Excerpt to read
Now, the basis of this representation is suffrage. The right to choose representatives is every man's part in the exercise of sovereign power; to have a voice in it, if he has the proper qualifications, is the portion of political power belonging to every elector. That is the beginning. That is the mode in which power emanates from its source, and gets into the hands of conventions, legislatures, courts of law, and the chair of the executive. It begins in suffrage. Suffrage is the delegation of the power of an individual to some agent.
This being so, then follow two other great principles of the American system.
1. The first is, that the right of suffrage shall be guarded, protected, and secured against force and against fraud; and,
2. The second is, that its exercise shall be prescribed by previous law; its qualifications shall be prescribed by previous law; the time and place of its exercise shall be prescribed by previous law; the manner of its exercise, under whose supervision (always sworn officers of the law), is to be prescribed. And then, again, the results are to be certified to the central power by some certain rule, by some known public officers, in some clear and definite form, to the end that two things may be done: first, that every man entitled to vote may vote; second, that his vote may be sent forward and counted, and so he may exercise his part of sovereignty, in common with his fellow-citizens.
In the exercise of political power through representatives we know nothing, we never have known any thing, but such an exercise as should take place through the prescribed forms of law. When we depart from that, we shall wander as widely from the American track as the pole is from the track of the sun.

Exercise objective
Answer these questions from the passage on suffrage:
1. Suffrage is the delegation of what, and to whom?
2. Against what must the right of suffrage be guarded, protected, and secured?
3. Whose supervision does the passage name for the exercise of suffrage?

Entries provided
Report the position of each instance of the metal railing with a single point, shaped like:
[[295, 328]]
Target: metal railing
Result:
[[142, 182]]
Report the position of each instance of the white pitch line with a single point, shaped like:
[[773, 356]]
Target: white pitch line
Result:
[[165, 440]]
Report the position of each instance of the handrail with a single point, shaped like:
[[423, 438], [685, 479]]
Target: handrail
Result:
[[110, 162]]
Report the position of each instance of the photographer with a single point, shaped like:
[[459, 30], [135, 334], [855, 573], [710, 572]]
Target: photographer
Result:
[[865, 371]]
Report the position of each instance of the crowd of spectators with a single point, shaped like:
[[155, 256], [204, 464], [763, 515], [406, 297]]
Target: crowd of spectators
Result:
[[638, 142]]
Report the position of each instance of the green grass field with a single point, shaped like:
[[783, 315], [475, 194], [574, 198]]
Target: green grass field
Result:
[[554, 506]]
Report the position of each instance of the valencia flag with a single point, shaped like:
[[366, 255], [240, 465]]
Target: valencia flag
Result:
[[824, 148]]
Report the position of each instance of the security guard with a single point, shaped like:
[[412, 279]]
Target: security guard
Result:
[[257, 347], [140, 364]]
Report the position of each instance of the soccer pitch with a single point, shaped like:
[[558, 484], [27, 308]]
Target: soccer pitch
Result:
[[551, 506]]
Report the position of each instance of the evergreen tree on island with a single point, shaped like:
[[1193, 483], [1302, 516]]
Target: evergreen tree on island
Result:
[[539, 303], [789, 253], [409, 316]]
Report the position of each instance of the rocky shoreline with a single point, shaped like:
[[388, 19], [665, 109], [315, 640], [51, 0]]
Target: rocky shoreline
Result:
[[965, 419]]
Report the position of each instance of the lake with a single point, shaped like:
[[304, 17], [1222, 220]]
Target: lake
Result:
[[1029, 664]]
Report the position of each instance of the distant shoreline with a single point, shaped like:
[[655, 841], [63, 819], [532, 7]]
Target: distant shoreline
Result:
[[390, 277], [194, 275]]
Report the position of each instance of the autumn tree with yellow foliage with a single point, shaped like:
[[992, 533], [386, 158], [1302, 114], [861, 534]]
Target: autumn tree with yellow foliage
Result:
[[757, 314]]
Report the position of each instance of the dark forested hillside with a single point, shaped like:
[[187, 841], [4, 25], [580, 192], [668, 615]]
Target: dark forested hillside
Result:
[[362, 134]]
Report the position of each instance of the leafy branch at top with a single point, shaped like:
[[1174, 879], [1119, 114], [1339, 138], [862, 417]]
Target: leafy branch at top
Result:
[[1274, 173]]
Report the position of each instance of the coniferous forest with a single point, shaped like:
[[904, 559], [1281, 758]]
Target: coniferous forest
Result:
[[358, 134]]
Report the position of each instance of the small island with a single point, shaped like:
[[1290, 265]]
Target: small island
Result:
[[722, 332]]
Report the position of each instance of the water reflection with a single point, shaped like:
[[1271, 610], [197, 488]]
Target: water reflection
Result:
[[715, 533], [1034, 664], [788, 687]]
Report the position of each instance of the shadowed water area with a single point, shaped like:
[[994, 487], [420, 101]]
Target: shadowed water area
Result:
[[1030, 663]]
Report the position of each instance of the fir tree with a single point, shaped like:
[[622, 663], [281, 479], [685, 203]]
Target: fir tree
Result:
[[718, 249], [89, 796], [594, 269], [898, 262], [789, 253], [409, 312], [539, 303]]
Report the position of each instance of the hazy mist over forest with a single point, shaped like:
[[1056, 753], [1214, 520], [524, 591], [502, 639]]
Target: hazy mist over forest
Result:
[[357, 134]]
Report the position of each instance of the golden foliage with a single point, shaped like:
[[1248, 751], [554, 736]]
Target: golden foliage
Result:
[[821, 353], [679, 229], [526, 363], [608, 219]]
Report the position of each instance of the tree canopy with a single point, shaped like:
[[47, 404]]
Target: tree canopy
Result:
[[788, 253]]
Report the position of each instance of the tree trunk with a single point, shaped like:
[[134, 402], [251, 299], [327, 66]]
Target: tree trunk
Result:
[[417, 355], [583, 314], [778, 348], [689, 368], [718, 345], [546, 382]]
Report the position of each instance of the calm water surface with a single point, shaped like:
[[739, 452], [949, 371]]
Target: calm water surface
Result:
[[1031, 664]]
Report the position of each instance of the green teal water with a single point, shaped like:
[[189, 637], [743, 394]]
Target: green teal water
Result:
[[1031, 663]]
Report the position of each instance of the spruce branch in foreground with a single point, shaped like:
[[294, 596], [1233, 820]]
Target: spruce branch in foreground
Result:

Correct output
1. The power of an individual, delegated to some agent.
2. Against force and against fraud.
3. Always sworn officers of the law.